Le monocolture sono tra le principali cause di distruzione della biodiversità e sono uno dei principali fattori di deforestazione e sfollamento, e causano spesso veri e propri genocidi ai danni delle popolazioni rurali residenti e dei popoli indigeni.
Molti progetti per l’espansione di monocolture o colture intensive vengono portate avanti – in paesi come il Brasile, l’Indonesia, il Sud Africa o la Colombia – da un insieme di organizzazioni che va dalla Fao al Forum ONU per le foreste, a istituti di credito intarnazionali fino ad imprese private e governi locali e nazionali.

In occasione della Giornata Mondiale contro le monoculture centinaia di organizzazioni sociali ed ambientaliste di tutto il mondo hanno aderito alla dichiarazione internazionale «Arrestare l’espansione delle monocolture», che denuncia gli effetti perversi delle piantagioni intensive. In tutto il mondo, milioni di ettari di terreno produttivo si stanno rapidamente convertendo in deserti verdi presentati sotto forma di «foreste». Le comunità locali vengono cacciate per far posto agli interminabili filari di alberi identici l’uno all’altro – eucalipto, pino, olio di palma, gomma, jatropha e di altre specie – cacciando tutte le altre forme di vita.

La terra arabile che è fondamentale per la sicurezza alimentare delle comunità locali, è convertita sovente in monoculture di alberi che producono beni destinati all’esportazione. Le risorse idriche sono inquinate e impoverite da parte delle piantagioni, mentre i terreni sono degradati. Violazioni dei diritti umani sono all’ordine del giorno; esse vanno dalla perdita di mezzi di sussistenza allo sfollamento forzato per la repressione e si presentano persino casi di tortura e di morte. Sebbene le comunità soffrano nel loro complesso, le piantagioni hanno diversi impatti rispetto al genere: le donne sono le più colpite, si legge nella dichiarazione.

A livello sociale, l’espansione delle monocolture ha stimolato una crescente resistenza da parte delle comuità rurali ed indigene danneggiate. Comunità sfollate o residenti in zone adiacenti e costrette a scontare i danni ambientali causati da un modello agricolo che predilige il ricorso agli agrotossici, piccoli e medi agricoltori le cui possibilità di sussistenza vengono messe a rischio dagli enormi campi coltivati con tecniche industriali a danno della fertilità del terreno e della salubrità delle fonti idriche si stanno organizzando per argingare l’espansione delle monocolture e delle «foreste industriali».

--------------------

• [Compito] Traduci in inglese questa frase del testo sulle monocolture: «Le risorse idriche sono inquinate e impoverite da parte delle piantagioni, mentre i terreni sono degradati.» Il materiale non ha alcun legame con il testo.

• [Sezione dati]
--------------------

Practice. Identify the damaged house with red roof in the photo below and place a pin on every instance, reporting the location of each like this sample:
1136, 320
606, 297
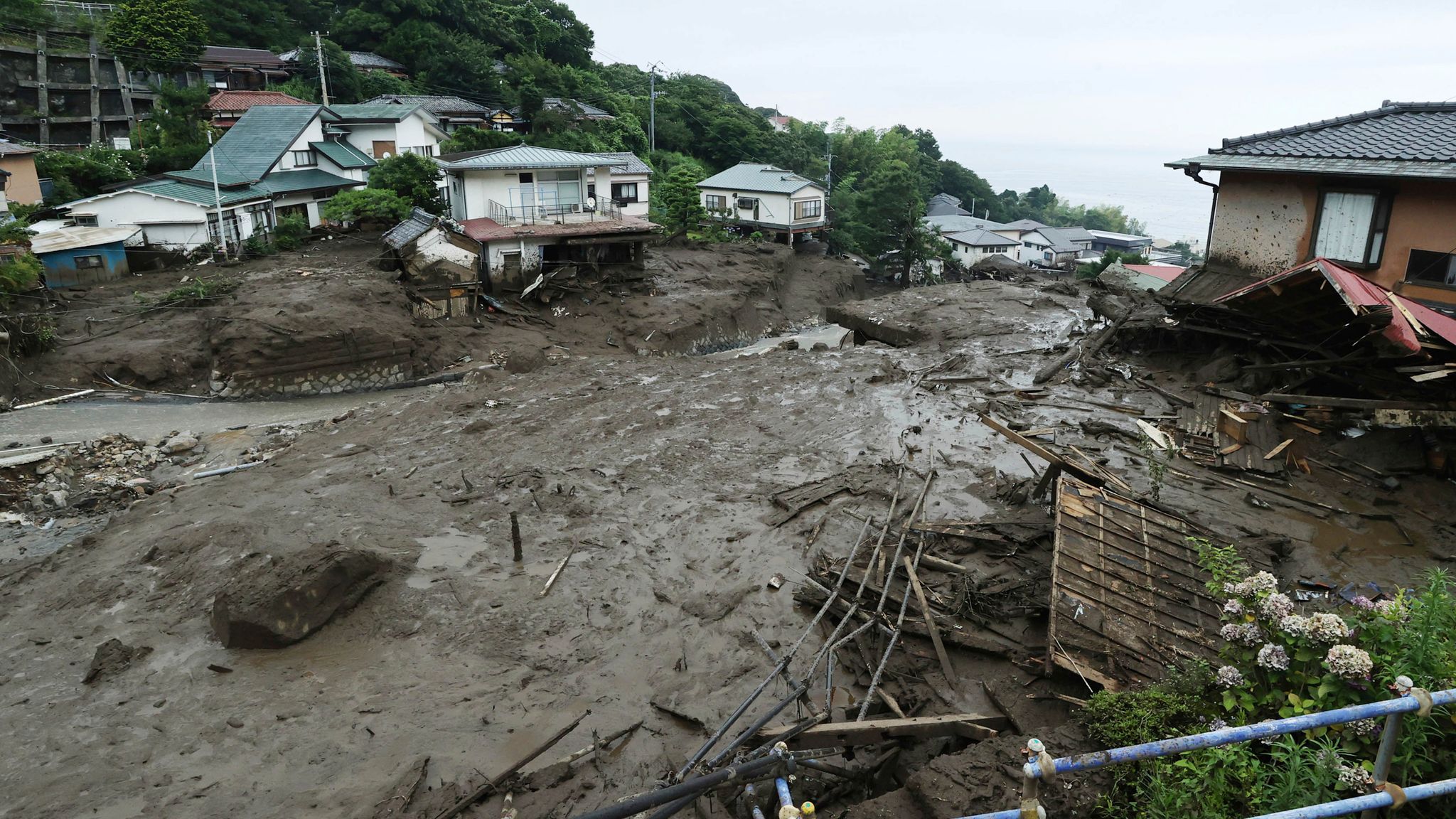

--------------------

• [Risposta] Water resources are polluted and depleted by the plantations, while the soils are degraded.